### Task to carry out
Each record is to be written out exactly as it appears.

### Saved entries
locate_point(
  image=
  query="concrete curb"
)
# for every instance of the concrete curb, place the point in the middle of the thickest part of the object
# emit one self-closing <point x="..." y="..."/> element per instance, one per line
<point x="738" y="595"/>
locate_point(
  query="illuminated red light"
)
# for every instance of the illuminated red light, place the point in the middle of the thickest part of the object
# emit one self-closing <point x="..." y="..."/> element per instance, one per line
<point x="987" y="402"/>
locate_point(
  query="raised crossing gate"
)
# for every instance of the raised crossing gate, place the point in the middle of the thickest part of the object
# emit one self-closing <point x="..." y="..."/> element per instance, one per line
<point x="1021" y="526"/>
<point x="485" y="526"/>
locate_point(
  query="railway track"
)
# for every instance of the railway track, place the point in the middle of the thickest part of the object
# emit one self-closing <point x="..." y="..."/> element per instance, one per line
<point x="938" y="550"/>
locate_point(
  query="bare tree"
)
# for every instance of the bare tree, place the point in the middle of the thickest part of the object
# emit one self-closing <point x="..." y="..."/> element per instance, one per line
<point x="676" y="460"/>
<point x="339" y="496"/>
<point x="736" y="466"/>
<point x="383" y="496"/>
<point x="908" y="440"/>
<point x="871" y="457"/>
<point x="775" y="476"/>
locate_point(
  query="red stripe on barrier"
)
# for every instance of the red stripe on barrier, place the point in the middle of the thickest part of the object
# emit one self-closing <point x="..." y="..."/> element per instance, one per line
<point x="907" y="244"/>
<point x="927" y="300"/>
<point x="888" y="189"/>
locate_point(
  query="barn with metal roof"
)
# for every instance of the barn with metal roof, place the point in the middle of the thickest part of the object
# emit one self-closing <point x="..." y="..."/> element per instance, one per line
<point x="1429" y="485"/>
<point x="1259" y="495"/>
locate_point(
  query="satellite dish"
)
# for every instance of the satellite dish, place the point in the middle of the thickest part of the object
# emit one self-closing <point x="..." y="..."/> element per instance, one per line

### Solution for this problem
locate_point(
  image=
  query="concrete curb"
)
# for every instance of the concrete curb, place the point in the middle of the thickest part of the object
# emit one self-closing <point x="..." y="..."/> element per instance, one per line
<point x="738" y="595"/>
locate_point(
  query="illuminated red light"
)
# for every instance of the illuminated red light, place the point in the middle of the thickest part of the object
# emit one self-closing <point x="..." y="..."/> element per instance, one per line
<point x="987" y="402"/>
locate_point(
  query="raised crossing gate"
)
# for every instance of the raised crossing gate, place the point in the middle of the thickest part of the object
# emit one self-closing <point x="..." y="..."/> element per instance, one per line
<point x="1021" y="526"/>
<point x="485" y="526"/>
locate_point(
  query="railway track"
)
# for every instance of the railway track, place the point in the middle of the thickest part of the object
# emit one self-closing <point x="..." y="..."/> element per instance, one per line
<point x="938" y="550"/>
locate_point(
  query="bare tree"
)
# for every instance of the bare tree, place the point in the middle of the thickest part of the object
# emit one self-closing <point x="..." y="..."/> element per instance, one per line
<point x="676" y="460"/>
<point x="339" y="496"/>
<point x="736" y="466"/>
<point x="383" y="496"/>
<point x="908" y="440"/>
<point x="871" y="457"/>
<point x="775" y="476"/>
locate_point(
  query="red stripe on barrier"
)
# for every instance of the red stripe on barrier, place the point in the middle of the thickest part of the object
# emit one self-closing <point x="..." y="..."/> element per instance, one per line
<point x="907" y="244"/>
<point x="927" y="300"/>
<point x="888" y="189"/>
locate_point(
  query="barn with metal roof"
)
# for every instance of the barn with metal roof, place the point in the middle of the thickest part of the object
# emit one self-closing <point x="..." y="..."/> element per instance, one per line
<point x="1429" y="485"/>
<point x="1259" y="495"/>
locate_point(
  query="satellite dish"
)
# for every instance of the satellite dish, place the point in the middle of the thickest part of the object
# emit one self-closing <point x="..." y="..."/> element per instance, one per line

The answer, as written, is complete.